- PASSAGE SHOWN

- မုန်းစွဲ
- Directed by: Aww Yatha
- Written by: Ashin Sandadika
- Screenplay by: Lwin Min Ant
- Story by: Ashin Sandadika; Lwin Min Ant;
- Based on: Athay Hla Tae Thu by Ashin Sandadika
- Produced by: Wai Minn Maung
- Starring: Nay Toe; Kyaw Kyaw Bo; Min Thway; Phway Phway; Aye Wutyi Thaung;
- Cinematography: Winn Lwin Htet; Arkar Toe;
- Edited by: Arkar
- Production company: 7th Sense Creation
- Release date: 16 November 2018;
- Running time: 132 minutes
- Country: Myanmar
- Language: Burmese
- Budget: Ks. 300/- million

= Clinging with Hate =

2018 Burmese religious drama film

Clinging with Hate (or Clinging to Hate; မုန်းစွဲ, also spelt as Mone Swal) is a 2018 Burmese religious drama film directed by Aww Yatha and starring Nay Toe, Kyaw Kyaw Bo, Min Thway, Phway Phway and Aye Wutyi Thaung. Based on the novel One Who Dies Beautifully (အသေလှတဲ့သူ) by Buddhist monk Ashin Sandadika, the film premiered in Myanmar and in Singapore on 16 November 2018. It became one of highest-grossing films in Myanmar, as well as the most successful film released by 7th Sense Creation at the time.

- PROBLEM STATEMENT
Answer these questions using the passage on Clinging with Hate above.
1. What running time does the passage give for the film?
2. Which novel is the film based on, and who wrote it?
3. Besides Myanmar, in which country did the film premiere?

- RAW DATA
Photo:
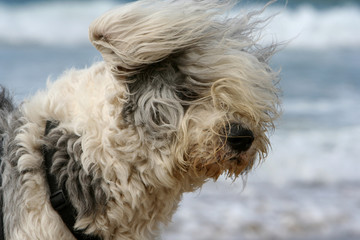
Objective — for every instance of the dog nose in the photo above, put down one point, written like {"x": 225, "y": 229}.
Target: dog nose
{"x": 239, "y": 138}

- SOLUTION FOR THIS PROBLEM
1. 132 minutes.
2. One Who Dies Beautifully (အသေလှတဲ့သူ, Athay Hla Tae Thu), by the Buddhist monk Ashin Sandadika.
3. Singapore.